• **What the task asks**
Return exactly those lines of the material below that fall between the line holding "Reviewer note: every instance of the brick" and the line holding "column 48, row 260", inclusive.

• **Data supplied**
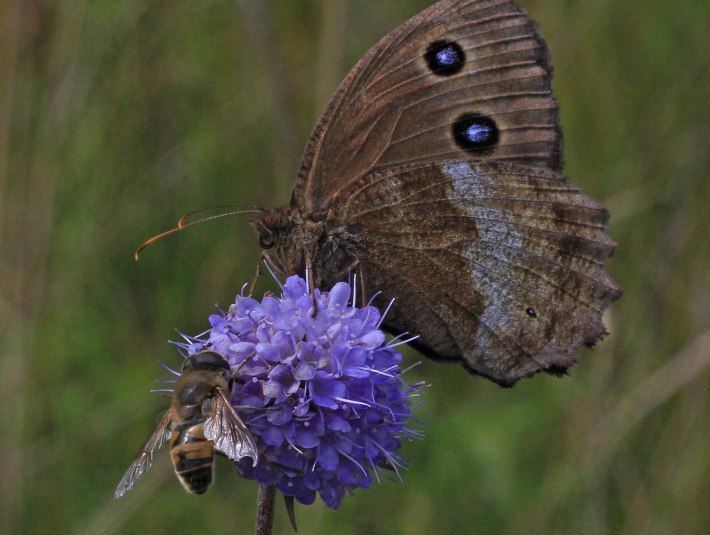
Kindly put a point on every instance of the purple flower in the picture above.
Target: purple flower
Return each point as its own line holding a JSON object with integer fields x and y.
{"x": 323, "y": 396}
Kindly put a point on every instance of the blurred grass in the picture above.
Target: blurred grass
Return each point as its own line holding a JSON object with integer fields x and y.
{"x": 118, "y": 117}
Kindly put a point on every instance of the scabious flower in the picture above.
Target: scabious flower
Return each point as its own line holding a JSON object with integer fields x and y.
{"x": 323, "y": 395}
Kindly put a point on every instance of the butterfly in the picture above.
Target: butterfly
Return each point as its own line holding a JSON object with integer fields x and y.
{"x": 435, "y": 175}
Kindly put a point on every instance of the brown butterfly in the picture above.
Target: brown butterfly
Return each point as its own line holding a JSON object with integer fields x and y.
{"x": 434, "y": 173}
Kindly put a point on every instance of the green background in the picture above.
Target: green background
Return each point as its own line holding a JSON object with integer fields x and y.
{"x": 118, "y": 117}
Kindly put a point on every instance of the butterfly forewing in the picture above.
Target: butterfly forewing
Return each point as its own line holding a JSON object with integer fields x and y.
{"x": 144, "y": 459}
{"x": 225, "y": 428}
{"x": 394, "y": 109}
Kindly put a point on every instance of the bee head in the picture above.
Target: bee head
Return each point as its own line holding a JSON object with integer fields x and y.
{"x": 206, "y": 359}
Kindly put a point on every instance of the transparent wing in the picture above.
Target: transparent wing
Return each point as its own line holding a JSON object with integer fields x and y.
{"x": 226, "y": 429}
{"x": 145, "y": 456}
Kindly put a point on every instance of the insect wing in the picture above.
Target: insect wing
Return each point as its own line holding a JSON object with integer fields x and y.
{"x": 226, "y": 429}
{"x": 145, "y": 456}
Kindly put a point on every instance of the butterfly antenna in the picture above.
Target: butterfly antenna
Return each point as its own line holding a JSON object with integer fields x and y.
{"x": 185, "y": 222}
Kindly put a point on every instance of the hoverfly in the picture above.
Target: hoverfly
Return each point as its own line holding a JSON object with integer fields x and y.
{"x": 200, "y": 420}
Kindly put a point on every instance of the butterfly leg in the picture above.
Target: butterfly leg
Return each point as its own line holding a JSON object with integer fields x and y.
{"x": 265, "y": 257}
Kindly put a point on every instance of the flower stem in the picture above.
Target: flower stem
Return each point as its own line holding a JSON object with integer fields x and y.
{"x": 265, "y": 509}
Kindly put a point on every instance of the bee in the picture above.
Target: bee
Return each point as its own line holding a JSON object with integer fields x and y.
{"x": 200, "y": 420}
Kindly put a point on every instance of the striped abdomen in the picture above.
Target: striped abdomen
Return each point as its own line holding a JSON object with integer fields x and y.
{"x": 192, "y": 456}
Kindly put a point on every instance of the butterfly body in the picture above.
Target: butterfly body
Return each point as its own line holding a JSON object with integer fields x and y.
{"x": 434, "y": 173}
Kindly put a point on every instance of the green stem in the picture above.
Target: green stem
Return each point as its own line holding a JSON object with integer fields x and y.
{"x": 265, "y": 510}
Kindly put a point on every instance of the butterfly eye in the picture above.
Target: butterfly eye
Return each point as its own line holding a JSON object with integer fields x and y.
{"x": 475, "y": 132}
{"x": 445, "y": 57}
{"x": 267, "y": 236}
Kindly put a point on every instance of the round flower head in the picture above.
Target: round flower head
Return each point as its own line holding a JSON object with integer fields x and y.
{"x": 321, "y": 394}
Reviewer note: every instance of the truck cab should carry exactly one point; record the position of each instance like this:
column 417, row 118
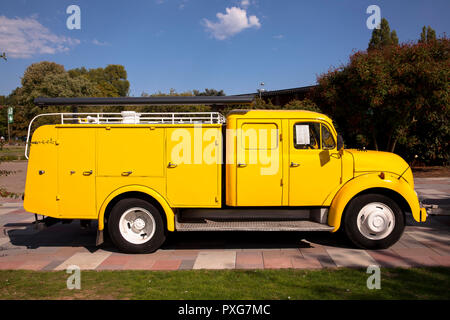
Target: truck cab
column 144, row 175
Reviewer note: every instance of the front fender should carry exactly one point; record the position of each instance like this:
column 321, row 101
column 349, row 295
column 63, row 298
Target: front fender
column 369, row 181
column 170, row 216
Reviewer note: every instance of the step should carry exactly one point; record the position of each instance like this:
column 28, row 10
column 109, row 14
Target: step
column 243, row 225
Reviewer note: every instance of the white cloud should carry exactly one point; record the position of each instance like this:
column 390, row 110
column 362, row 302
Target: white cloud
column 232, row 22
column 100, row 43
column 25, row 37
column 245, row 3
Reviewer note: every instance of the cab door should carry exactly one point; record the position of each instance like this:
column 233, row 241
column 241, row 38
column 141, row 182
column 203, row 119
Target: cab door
column 314, row 163
column 76, row 173
column 259, row 163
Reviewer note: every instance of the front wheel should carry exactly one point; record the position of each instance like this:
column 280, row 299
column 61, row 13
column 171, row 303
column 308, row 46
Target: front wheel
column 373, row 221
column 136, row 226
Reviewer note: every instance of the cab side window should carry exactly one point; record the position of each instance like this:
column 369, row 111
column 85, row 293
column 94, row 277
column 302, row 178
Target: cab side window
column 307, row 135
column 327, row 139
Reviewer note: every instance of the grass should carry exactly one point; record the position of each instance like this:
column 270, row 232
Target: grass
column 12, row 152
column 414, row 283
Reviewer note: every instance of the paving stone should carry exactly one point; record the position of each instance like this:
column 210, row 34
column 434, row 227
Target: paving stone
column 35, row 264
column 351, row 257
column 421, row 261
column 442, row 260
column 186, row 264
column 319, row 254
column 114, row 261
column 10, row 265
column 387, row 258
column 415, row 252
column 410, row 242
column 139, row 264
column 439, row 247
column 84, row 260
column 273, row 260
column 216, row 260
column 52, row 265
column 302, row 263
column 166, row 265
column 4, row 241
column 431, row 236
column 249, row 260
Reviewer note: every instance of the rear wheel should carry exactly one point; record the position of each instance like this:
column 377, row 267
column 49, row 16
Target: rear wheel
column 136, row 226
column 373, row 221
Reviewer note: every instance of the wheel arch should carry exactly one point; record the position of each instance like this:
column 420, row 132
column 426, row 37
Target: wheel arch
column 397, row 190
column 140, row 192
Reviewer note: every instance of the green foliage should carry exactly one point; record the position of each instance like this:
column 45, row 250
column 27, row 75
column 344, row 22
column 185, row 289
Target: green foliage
column 208, row 92
column 109, row 82
column 394, row 95
column 427, row 35
column 383, row 36
column 305, row 104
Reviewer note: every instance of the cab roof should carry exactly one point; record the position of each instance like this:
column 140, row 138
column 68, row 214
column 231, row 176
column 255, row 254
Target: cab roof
column 277, row 114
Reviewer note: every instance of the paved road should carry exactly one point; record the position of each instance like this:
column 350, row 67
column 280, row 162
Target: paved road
column 23, row 247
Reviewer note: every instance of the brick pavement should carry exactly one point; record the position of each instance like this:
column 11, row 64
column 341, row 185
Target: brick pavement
column 61, row 245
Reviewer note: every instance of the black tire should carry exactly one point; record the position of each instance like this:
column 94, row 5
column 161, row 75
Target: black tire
column 159, row 235
column 357, row 237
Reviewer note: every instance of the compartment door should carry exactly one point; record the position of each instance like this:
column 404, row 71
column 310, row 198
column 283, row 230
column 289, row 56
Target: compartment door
column 259, row 163
column 194, row 167
column 76, row 173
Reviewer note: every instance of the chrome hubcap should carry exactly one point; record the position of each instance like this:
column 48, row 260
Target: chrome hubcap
column 137, row 225
column 376, row 221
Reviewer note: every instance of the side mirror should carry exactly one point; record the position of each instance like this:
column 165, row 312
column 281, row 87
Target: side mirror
column 340, row 142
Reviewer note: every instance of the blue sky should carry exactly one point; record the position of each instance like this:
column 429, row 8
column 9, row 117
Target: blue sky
column 185, row 44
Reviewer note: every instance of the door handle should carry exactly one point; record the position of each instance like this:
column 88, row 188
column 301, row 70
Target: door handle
column 171, row 165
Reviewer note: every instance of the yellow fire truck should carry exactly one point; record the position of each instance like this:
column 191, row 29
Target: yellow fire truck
column 142, row 175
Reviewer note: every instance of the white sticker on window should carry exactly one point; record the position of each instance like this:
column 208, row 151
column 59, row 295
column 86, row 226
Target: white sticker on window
column 302, row 134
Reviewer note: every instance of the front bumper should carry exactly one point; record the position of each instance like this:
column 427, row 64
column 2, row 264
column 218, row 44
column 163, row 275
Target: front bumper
column 423, row 214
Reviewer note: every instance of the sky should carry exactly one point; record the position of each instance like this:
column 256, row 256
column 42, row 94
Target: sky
column 232, row 45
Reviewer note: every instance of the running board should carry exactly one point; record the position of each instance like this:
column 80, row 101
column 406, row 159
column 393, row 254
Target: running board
column 227, row 225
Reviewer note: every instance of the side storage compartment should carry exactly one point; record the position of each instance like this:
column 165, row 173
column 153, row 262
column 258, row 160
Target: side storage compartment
column 194, row 166
column 40, row 186
column 76, row 172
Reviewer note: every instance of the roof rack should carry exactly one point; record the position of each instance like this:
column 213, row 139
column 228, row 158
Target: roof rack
column 131, row 118
column 127, row 101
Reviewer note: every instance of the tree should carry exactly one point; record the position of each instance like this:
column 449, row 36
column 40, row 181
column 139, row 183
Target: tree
column 110, row 81
column 393, row 95
column 305, row 104
column 45, row 79
column 383, row 36
column 208, row 92
column 427, row 35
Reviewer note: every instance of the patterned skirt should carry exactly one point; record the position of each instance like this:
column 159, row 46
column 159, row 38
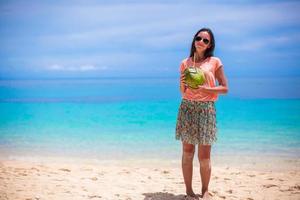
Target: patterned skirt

• **Answer space**
Reviewer note: every instance of the brick pavement should carry exactly one point; record the position of each instance like this:
column 11, row 64
column 341, row 185
Target: brick pavement
column 61, row 245
Reviewer note: every instance of the black tire should carry exactly one point; record the position of each instance like this:
column 94, row 5
column 161, row 75
Target: black tire
column 159, row 235
column 357, row 237
Reviewer note: every instance of the compartment door should carry exactly one point; record the position of each instance like this:
column 404, row 71
column 310, row 198
column 283, row 230
column 289, row 56
Target: compartment door
column 259, row 163
column 194, row 167
column 76, row 173
Reviewer note: every instance of the chrome hubcap should carry exactly one point; record the position of each instance like this:
column 48, row 260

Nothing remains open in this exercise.